TEXT PROVIDED -
Ana of California, which is “inspired*” by Anne of Green Gables is both familiar and fresh. Ana Cortez is an orphan from Boyle Heights in East L.A. She’s almost 16, the age when she can “emancipate” out of the foster system. In the meantime, she’s in trouble for telling off her latest foster mother. Her social worker suggests Garber Farm in northern California, owned by brother and sister Emmett and Abbie. Ana knows nothing about plants, and has never been out of Los Angeles, but she’s willing to go to avoid a group home.

TASK PROMPT - According to the passage about Ana of California, who owns the farm that Ana's social worker suggests?

MATERIAL SUPPLIED -
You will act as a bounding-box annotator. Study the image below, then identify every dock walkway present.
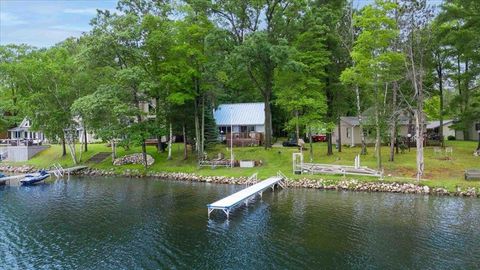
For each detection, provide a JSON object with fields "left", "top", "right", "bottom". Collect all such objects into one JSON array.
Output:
[
  {"left": 207, "top": 172, "right": 286, "bottom": 219},
  {"left": 1, "top": 166, "right": 87, "bottom": 181}
]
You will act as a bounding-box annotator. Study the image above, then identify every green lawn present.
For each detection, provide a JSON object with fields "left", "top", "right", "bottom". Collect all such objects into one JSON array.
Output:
[{"left": 3, "top": 141, "right": 480, "bottom": 190}]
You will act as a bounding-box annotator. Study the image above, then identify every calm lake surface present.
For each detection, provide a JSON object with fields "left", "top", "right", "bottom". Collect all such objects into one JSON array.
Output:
[{"left": 0, "top": 178, "right": 480, "bottom": 269}]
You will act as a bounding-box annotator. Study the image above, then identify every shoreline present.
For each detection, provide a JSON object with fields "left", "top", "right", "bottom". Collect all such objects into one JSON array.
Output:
[{"left": 0, "top": 165, "right": 480, "bottom": 198}]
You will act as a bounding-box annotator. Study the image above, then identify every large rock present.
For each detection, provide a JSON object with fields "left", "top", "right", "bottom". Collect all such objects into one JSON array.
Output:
[{"left": 113, "top": 153, "right": 155, "bottom": 166}]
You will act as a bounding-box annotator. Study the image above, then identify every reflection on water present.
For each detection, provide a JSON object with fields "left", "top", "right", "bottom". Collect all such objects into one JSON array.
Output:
[{"left": 0, "top": 178, "right": 480, "bottom": 269}]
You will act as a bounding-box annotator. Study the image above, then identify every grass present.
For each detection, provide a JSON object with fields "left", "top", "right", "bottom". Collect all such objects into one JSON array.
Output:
[{"left": 4, "top": 141, "right": 480, "bottom": 191}]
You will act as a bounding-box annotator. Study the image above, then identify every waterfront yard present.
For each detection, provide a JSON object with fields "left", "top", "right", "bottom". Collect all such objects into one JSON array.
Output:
[{"left": 1, "top": 141, "right": 480, "bottom": 190}]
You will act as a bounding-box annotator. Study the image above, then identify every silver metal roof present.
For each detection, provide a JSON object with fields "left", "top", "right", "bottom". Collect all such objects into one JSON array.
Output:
[
  {"left": 427, "top": 120, "right": 453, "bottom": 129},
  {"left": 213, "top": 102, "right": 265, "bottom": 126}
]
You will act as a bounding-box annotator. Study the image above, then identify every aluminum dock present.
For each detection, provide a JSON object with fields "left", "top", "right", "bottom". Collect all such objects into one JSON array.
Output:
[{"left": 207, "top": 172, "right": 286, "bottom": 219}]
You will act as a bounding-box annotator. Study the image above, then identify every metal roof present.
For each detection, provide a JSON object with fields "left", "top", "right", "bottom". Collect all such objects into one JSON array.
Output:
[
  {"left": 213, "top": 102, "right": 265, "bottom": 126},
  {"left": 427, "top": 120, "right": 453, "bottom": 129}
]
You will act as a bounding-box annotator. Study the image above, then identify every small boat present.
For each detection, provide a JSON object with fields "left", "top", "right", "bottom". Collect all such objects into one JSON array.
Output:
[{"left": 20, "top": 170, "right": 50, "bottom": 186}]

RESPONSE TO THIS EXERCISE - Brother and sister Emmett and Abbie own Garber Farm.